> _SET EXERCISE_:
From the line with "Target: outstretched arm" to the final line of the records, reproduce every line exactly and only those lines.

Data records

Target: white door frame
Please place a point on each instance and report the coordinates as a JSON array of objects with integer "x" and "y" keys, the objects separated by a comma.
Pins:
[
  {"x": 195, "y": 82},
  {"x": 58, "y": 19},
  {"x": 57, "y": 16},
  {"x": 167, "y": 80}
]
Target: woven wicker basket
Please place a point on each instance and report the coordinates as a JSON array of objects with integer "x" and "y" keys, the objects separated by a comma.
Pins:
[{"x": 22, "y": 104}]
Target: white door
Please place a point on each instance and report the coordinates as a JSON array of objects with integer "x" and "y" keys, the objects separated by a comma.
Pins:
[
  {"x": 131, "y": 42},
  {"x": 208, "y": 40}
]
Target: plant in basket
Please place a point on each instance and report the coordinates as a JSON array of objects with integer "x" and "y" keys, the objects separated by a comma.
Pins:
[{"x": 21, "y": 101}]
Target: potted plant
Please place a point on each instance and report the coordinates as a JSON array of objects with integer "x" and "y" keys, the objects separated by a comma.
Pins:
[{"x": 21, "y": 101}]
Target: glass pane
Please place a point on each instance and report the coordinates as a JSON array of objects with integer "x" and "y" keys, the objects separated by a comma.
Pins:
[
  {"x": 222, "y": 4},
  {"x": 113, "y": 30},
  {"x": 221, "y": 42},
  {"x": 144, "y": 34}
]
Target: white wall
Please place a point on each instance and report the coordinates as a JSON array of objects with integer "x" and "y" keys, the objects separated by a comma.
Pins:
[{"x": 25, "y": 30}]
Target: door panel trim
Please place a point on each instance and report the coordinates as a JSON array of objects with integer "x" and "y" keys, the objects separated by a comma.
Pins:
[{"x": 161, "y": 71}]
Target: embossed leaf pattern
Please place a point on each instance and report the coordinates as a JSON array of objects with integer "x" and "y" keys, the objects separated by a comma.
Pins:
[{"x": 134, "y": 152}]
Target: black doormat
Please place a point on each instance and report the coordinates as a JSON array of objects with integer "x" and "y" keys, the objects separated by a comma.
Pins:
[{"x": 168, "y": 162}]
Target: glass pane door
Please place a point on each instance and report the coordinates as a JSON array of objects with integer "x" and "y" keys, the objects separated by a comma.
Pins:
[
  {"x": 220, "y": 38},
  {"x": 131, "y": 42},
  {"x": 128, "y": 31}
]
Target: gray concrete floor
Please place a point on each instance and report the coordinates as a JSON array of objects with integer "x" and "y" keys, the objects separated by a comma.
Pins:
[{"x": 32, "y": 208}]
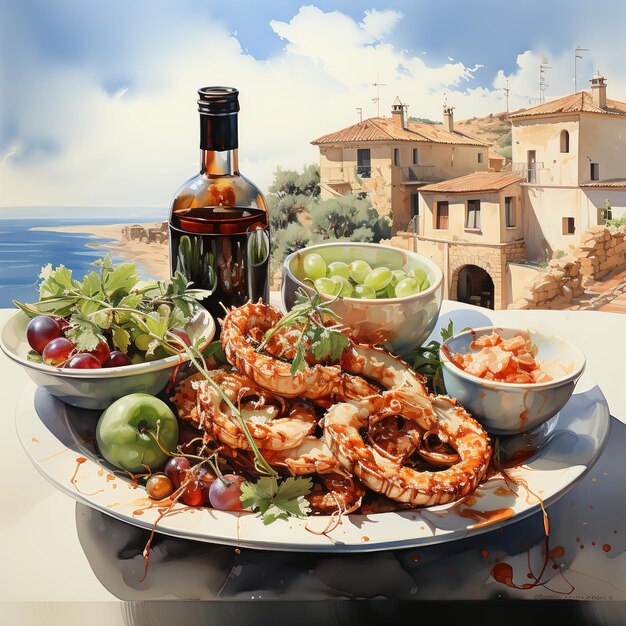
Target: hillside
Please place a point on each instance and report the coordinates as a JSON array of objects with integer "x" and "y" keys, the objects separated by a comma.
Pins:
[{"x": 494, "y": 128}]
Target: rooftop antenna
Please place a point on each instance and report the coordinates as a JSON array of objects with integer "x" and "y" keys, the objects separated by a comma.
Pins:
[
  {"x": 542, "y": 78},
  {"x": 378, "y": 85},
  {"x": 506, "y": 94},
  {"x": 577, "y": 56}
]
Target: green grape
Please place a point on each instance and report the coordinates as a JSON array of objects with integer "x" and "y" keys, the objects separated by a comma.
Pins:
[
  {"x": 338, "y": 268},
  {"x": 358, "y": 271},
  {"x": 378, "y": 278},
  {"x": 397, "y": 276},
  {"x": 407, "y": 287},
  {"x": 365, "y": 292},
  {"x": 418, "y": 274},
  {"x": 326, "y": 286},
  {"x": 314, "y": 266},
  {"x": 142, "y": 341},
  {"x": 344, "y": 286},
  {"x": 164, "y": 310}
]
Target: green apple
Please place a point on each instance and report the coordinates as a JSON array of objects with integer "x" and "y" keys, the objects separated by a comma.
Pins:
[{"x": 127, "y": 429}]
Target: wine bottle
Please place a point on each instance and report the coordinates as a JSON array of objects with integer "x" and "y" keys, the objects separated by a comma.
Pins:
[{"x": 218, "y": 226}]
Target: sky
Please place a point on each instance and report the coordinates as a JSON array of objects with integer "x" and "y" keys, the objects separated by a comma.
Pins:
[{"x": 98, "y": 99}]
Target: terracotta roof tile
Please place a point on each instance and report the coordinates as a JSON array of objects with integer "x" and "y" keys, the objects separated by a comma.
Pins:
[
  {"x": 614, "y": 183},
  {"x": 580, "y": 102},
  {"x": 473, "y": 183},
  {"x": 383, "y": 129}
]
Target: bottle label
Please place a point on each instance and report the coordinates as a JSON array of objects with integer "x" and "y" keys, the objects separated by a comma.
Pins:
[{"x": 233, "y": 266}]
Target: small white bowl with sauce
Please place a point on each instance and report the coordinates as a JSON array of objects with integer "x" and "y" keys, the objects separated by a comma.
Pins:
[{"x": 513, "y": 408}]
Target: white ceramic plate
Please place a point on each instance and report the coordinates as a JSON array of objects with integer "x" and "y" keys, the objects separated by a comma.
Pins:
[{"x": 57, "y": 439}]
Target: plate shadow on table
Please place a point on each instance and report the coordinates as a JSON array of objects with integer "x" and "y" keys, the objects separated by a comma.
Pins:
[{"x": 458, "y": 570}]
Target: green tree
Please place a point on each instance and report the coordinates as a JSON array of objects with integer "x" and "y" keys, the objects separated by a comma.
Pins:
[{"x": 298, "y": 217}]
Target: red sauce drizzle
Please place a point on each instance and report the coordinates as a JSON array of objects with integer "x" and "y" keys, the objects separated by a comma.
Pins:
[
  {"x": 79, "y": 461},
  {"x": 486, "y": 518}
]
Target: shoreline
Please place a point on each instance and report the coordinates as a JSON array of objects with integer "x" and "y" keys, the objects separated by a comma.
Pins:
[{"x": 153, "y": 256}]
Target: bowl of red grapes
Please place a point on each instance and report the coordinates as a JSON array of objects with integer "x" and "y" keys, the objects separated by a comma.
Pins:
[{"x": 126, "y": 336}]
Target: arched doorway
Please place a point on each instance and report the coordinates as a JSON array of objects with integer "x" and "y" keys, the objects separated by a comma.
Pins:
[{"x": 475, "y": 286}]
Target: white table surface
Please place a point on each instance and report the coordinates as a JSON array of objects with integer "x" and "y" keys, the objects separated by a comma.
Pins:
[{"x": 48, "y": 540}]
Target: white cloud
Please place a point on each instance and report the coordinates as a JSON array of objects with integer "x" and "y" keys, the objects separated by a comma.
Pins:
[
  {"x": 134, "y": 147},
  {"x": 380, "y": 23}
]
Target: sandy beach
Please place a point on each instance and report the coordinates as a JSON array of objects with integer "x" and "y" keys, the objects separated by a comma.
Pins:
[{"x": 152, "y": 255}]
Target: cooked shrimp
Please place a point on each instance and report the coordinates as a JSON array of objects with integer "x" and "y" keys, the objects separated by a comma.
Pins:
[
  {"x": 312, "y": 456},
  {"x": 313, "y": 382},
  {"x": 335, "y": 493},
  {"x": 274, "y": 423},
  {"x": 342, "y": 425}
]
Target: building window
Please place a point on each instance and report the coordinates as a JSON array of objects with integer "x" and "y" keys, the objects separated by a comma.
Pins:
[
  {"x": 509, "y": 211},
  {"x": 531, "y": 160},
  {"x": 473, "y": 215},
  {"x": 415, "y": 204},
  {"x": 569, "y": 227},
  {"x": 441, "y": 221},
  {"x": 363, "y": 163}
]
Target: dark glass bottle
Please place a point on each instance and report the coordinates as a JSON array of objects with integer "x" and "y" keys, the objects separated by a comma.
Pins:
[{"x": 219, "y": 226}]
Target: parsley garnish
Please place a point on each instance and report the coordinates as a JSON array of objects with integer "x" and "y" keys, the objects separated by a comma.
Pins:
[
  {"x": 425, "y": 360},
  {"x": 273, "y": 500},
  {"x": 325, "y": 343}
]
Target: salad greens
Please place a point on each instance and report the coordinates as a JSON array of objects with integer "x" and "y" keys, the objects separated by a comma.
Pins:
[{"x": 113, "y": 299}]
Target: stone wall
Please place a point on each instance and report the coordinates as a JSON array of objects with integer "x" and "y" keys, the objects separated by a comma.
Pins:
[{"x": 601, "y": 250}]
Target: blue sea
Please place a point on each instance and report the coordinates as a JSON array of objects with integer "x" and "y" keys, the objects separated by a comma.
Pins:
[{"x": 23, "y": 251}]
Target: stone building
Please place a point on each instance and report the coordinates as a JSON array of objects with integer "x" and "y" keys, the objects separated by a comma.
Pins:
[
  {"x": 571, "y": 153},
  {"x": 472, "y": 228},
  {"x": 389, "y": 159}
]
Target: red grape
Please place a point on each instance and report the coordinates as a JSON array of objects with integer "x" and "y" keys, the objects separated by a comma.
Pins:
[
  {"x": 117, "y": 359},
  {"x": 84, "y": 361},
  {"x": 181, "y": 334},
  {"x": 225, "y": 494},
  {"x": 176, "y": 470},
  {"x": 62, "y": 322},
  {"x": 57, "y": 351},
  {"x": 159, "y": 486},
  {"x": 101, "y": 351},
  {"x": 41, "y": 330},
  {"x": 196, "y": 493}
]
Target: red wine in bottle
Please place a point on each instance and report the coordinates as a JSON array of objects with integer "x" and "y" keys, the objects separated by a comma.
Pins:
[{"x": 219, "y": 226}]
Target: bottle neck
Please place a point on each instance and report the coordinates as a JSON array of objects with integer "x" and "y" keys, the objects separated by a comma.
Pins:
[
  {"x": 218, "y": 144},
  {"x": 219, "y": 162}
]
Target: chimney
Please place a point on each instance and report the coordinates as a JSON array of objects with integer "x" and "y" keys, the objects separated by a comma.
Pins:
[
  {"x": 448, "y": 118},
  {"x": 397, "y": 113},
  {"x": 598, "y": 90}
]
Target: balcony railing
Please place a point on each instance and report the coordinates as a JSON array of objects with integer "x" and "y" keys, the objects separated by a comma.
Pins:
[
  {"x": 417, "y": 174},
  {"x": 529, "y": 171},
  {"x": 333, "y": 175}
]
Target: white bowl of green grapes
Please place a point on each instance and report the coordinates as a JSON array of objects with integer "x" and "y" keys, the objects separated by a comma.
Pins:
[{"x": 385, "y": 295}]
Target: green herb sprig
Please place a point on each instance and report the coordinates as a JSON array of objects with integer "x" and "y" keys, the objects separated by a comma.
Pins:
[
  {"x": 105, "y": 300},
  {"x": 425, "y": 360},
  {"x": 273, "y": 500},
  {"x": 326, "y": 343}
]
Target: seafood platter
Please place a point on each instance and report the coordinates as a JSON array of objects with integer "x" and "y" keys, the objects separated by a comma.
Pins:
[{"x": 287, "y": 432}]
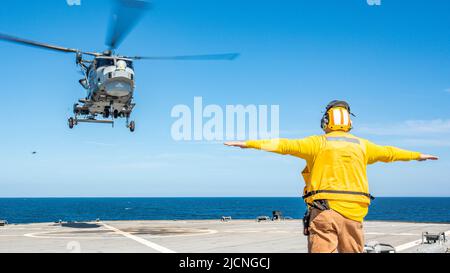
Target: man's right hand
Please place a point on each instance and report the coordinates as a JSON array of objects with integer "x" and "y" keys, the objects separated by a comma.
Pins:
[
  {"x": 238, "y": 144},
  {"x": 424, "y": 157}
]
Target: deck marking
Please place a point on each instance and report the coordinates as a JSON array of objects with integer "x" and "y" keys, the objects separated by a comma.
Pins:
[
  {"x": 139, "y": 240},
  {"x": 413, "y": 244}
]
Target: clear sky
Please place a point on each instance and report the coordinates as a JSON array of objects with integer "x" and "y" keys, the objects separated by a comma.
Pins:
[{"x": 391, "y": 62}]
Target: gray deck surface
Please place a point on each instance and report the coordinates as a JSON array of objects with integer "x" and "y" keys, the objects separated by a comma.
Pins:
[{"x": 190, "y": 236}]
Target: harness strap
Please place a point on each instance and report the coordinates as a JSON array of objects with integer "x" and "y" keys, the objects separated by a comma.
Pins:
[{"x": 309, "y": 194}]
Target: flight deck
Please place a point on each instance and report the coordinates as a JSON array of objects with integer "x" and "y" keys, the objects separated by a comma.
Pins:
[{"x": 212, "y": 236}]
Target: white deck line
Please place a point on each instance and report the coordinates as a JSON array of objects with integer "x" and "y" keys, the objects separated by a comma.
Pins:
[
  {"x": 413, "y": 244},
  {"x": 140, "y": 240}
]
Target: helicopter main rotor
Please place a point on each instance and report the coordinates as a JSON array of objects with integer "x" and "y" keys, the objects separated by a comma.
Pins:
[{"x": 124, "y": 18}]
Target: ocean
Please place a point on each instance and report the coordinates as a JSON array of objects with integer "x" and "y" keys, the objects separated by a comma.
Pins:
[{"x": 39, "y": 210}]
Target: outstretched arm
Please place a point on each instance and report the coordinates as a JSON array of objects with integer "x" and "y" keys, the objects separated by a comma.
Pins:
[
  {"x": 302, "y": 148},
  {"x": 376, "y": 153}
]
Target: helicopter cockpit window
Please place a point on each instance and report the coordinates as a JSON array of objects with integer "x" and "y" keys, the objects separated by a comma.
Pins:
[
  {"x": 104, "y": 62},
  {"x": 129, "y": 64}
]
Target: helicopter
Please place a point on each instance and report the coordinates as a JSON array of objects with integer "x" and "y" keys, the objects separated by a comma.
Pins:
[{"x": 109, "y": 78}]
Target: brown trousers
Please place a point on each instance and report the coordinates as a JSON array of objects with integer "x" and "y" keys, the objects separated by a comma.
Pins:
[{"x": 330, "y": 232}]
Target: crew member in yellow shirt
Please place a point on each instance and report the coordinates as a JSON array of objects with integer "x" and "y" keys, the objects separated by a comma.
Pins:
[{"x": 337, "y": 189}]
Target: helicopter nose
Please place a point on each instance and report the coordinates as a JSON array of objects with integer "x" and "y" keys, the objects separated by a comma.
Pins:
[{"x": 118, "y": 88}]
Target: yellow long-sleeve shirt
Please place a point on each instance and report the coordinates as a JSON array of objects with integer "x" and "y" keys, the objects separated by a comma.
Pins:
[{"x": 337, "y": 161}]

> _FINAL RESULT_:
Target: outstretched arm
Please place a point on each instance and report the coordinates as a JSON array of objects with integer "x" and "y" keys, the objects separated by a comma.
Pins:
[
  {"x": 302, "y": 148},
  {"x": 376, "y": 153}
]
Target: helicopter cockpit window
Please place a point on each instance and report the coordinates as a JSON array of objects with integer "x" and "y" keys, the objects separated by a comma.
Pins:
[
  {"x": 104, "y": 62},
  {"x": 129, "y": 64}
]
Target: helicopter
Please place a point on each instance and report the coordinates as a JSON array of objects with integer "x" and "y" keys, the objects separated by a comma.
Pins:
[{"x": 109, "y": 78}]
Target: brown trousers
Please place a point on each instance and report the coordinates as a JSON array of objects with integer "x" and "y" keys, the objects separated by a comma.
Pins:
[{"x": 330, "y": 232}]
Target: crew member in yellow shirt
Please place a point on each instance and report the coordinates as a JSON array of objects with integer "x" and "y" keys, the objects separated by a comma.
Pins:
[{"x": 337, "y": 189}]
Target: helicopter nose
Please place a point on each instance and report the coordinates as a JSON array of objects with integer "x" and "y" keys, the objects separated by a comma.
Pins:
[{"x": 118, "y": 88}]
Target: yellow long-sleeve shirt
Please place a point on each instance and report the coordinates as a JSON array of objects with integer "x" and "y" keys, the objects separated by a comma.
Pins:
[{"x": 337, "y": 161}]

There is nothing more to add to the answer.